Le Petit Braconnier
A la ferme nous élevions une multitude de lapins, trente et
souvent plus. Il y en avait de toutes
sortes, des gros, des petits et de toutes les couleurs. Ils étaient tous dans
une grande pièce à même le sol, seuls deux mâles étaient en cage. Tout le tour
de la pièce un aménagement de caisses en bois abritait les nichées. Pour les
nourrir il fallait toujours leur couper de l’herbe « Comme le chantait le
père Sardou ». C’était mon travail à moi, le plus jeune (le caganis en Provençal)
à la belle saison en rentrant de l’école où pendant les grandes vacances, après
la livraison du lait avec Margot mon ânesse. Dans l’après midi ou vers le soir
mon père demandait : « Marcel ! Tu as fait l’herbe aux
lapins ! » Je ne supportais plus ces mots et je maudissais les
lapins ; de plus ils étaient difficiles et ne mangeaient pas n’importe
quelle herbe. Il fallait choisir de la bonne herbe à lapin. Et oui ! Ils
ont le bec fin les lapins domestiques ! .
Mon frère Paul, le cadet, s’occupait de nos dix vaches. Il
avait de quoi faire à l’étable ! Au printemps, lorsqu’il fauchait l’herbe
ou l’orge vert, j’en profitais pour prélever sur la charrette la nourriture des
lapins et ne pas aller couper d’herbe. De temps à autre mon père voulait que
j’aille dans la colline ramasser un gros sac de plantes aromatiques : du
thym, des branches de romarins « pour leurs donner du goût »
disait-il. Au printemps le thym était en fleur et formait des tapis qui
dégageaient une odeur enivrante qu’on ne trouve qu’en Provence. J’ai humé des
touffes de thym que des personnes ont transplanté dans leurs jardins dans
diverses régions de France. Certes, l’odeur qui s’en dégage est la même mais
tellement moins forte.
En allant cueillir le thym dans la colline j’avais remarqué,
dans une ancienne carrière, un endroit qui formait un demi-cercle avec au
milieu un grand tas de pierres et de terre sans doute laissé là par les
tailleurs de pierres de l’époque. Dans un coin de la carrière gisait une pierre
de meule inachevée, elle était sans doute destinée à un moulin à huile d’olive
ou à blé. Le tas de terre était couvert de romarin et percé de dizaines de
trous de lapin. Je l’avais baptisé « la passoire » tellement qu’il y
avait des trous. Il me vint l’idée d’y mettre des collets ( las ou lacets,
en provençal ) pour attraper un lapin de garenne. Dans la semaine qui
suivit, je recherchai du fil de fer très fin et rigide pour la confection des
lacets.

À faire: Pourriez-vous recopier fidèlement le passage du récit « Le Petit Braconnier » qui commence aux mots « disait-il. Au printemps » et s'arrête après « tellement moins forte. » ?

Extraits de données de pointage
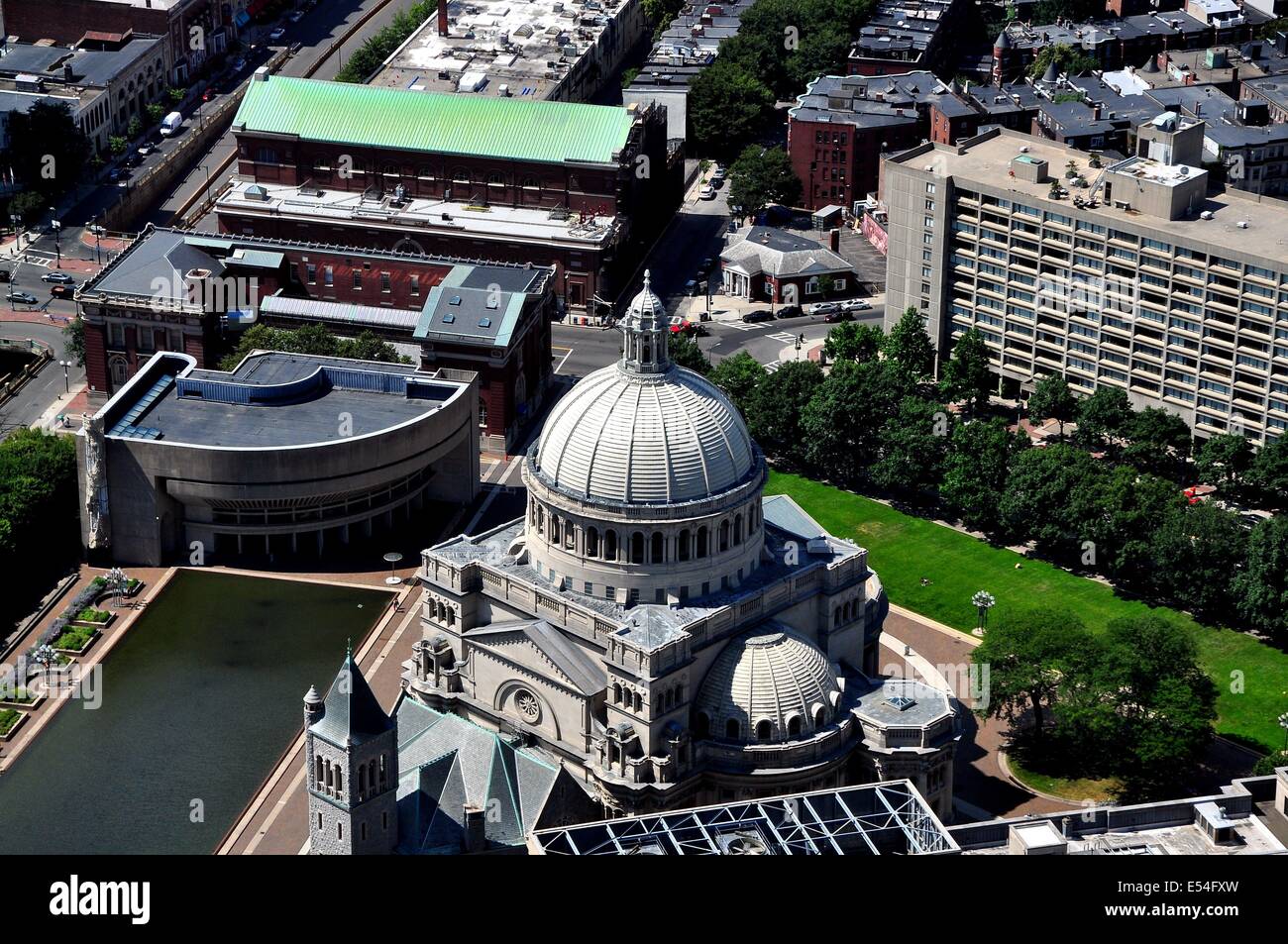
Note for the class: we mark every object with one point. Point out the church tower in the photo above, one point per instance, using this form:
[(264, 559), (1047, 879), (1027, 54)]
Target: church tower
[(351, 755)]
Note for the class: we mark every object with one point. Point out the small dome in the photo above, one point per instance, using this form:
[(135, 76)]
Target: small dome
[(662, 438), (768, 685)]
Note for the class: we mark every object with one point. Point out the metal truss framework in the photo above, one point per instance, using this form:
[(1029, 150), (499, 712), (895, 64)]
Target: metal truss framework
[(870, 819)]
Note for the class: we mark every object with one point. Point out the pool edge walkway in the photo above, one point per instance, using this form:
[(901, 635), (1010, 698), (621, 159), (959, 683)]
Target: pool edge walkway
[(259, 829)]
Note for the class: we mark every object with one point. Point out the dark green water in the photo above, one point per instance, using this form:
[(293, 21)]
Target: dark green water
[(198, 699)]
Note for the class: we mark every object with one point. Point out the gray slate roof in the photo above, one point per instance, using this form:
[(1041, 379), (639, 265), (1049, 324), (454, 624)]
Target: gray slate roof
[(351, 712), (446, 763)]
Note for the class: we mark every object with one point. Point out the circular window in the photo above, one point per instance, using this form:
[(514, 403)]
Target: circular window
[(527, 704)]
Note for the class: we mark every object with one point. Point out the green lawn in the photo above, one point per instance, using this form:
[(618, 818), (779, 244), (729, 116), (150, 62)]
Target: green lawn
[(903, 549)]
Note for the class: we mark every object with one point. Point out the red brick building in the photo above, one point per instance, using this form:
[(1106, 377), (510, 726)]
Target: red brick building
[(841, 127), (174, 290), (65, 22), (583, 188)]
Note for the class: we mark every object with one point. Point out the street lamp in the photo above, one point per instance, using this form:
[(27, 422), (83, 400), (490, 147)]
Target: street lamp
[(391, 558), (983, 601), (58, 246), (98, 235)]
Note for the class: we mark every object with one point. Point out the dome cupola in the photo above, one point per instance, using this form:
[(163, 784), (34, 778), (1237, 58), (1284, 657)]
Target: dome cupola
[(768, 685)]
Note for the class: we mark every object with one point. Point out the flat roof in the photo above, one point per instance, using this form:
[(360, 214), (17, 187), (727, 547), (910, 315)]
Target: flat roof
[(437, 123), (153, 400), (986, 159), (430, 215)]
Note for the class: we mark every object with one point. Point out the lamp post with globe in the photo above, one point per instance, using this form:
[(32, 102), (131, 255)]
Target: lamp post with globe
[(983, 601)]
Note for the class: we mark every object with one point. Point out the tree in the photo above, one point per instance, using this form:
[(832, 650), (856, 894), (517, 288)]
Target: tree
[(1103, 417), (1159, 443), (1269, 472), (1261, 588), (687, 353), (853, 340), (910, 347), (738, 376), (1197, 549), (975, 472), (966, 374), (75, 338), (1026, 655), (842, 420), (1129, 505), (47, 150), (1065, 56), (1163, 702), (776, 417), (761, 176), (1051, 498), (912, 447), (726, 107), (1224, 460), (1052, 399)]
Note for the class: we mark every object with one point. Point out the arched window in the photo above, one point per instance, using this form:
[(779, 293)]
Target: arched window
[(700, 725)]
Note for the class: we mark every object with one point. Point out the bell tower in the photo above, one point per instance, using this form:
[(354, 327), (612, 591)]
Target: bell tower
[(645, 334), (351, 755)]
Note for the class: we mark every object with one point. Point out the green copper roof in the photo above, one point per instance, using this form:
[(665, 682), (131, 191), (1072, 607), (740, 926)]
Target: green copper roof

Résultat attendu:
disait-il. Au printemps le thym était en fleur et formait des tapis qui
dégageaient une odeur enivrante qu’on ne trouve qu’en Provence. J’ai humé des
touffes de thym que des personnes ont transplanté dans leurs jardins dans
diverses régions de France. Certes, l’odeur qui s’en dégage est la même mais
tellement moins forte.